Written request - Please rewrite the lines from the one containing "Thanks for the photo. Could you please mark the dog's head" through the end of the entries, inclusive, changing "green metal panel" to "green steel panel" and leaving everything else the same.

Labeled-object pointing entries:
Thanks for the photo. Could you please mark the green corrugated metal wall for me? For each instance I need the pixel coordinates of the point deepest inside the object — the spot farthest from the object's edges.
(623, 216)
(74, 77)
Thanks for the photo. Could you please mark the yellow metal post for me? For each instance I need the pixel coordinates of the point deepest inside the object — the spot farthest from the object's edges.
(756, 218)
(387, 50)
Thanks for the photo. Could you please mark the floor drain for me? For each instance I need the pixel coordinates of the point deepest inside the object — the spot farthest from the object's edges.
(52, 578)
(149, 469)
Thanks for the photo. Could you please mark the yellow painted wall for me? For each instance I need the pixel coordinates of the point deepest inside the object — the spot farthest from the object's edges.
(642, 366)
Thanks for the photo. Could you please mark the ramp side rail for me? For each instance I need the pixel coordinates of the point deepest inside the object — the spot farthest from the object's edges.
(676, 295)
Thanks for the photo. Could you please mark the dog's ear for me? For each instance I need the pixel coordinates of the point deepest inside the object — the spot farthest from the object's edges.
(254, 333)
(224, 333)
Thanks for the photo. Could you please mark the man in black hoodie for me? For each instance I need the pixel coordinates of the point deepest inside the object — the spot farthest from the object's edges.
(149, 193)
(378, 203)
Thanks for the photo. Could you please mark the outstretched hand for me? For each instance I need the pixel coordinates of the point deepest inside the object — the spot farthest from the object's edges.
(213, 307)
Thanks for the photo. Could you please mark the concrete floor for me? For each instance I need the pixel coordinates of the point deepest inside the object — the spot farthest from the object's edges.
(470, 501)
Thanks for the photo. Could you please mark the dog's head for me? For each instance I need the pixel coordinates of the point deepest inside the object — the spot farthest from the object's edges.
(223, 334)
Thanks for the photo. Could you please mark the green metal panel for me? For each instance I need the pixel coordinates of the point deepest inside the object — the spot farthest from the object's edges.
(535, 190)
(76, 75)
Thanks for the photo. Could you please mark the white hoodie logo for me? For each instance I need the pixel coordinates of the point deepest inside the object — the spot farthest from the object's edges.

Written answer -
Thanks for the photo. Could you please mark the dog's head for me? For each instance I need the pixel coordinates of the point deepest inside the object — the spot farthest from the object's edges.
(223, 334)
Thanks for the photo. Could you please mark the green steel panel for me? For each instance I need the pixel coordinates of the point deepest inside the object — the spot farthest from the object's edges.
(535, 190)
(76, 75)
Thanks for the photo. Could you please mark the white hoodie logo for me? For each instance I need the pixel coordinates of the point deepest inside the object — the spot farthest from the object's edges.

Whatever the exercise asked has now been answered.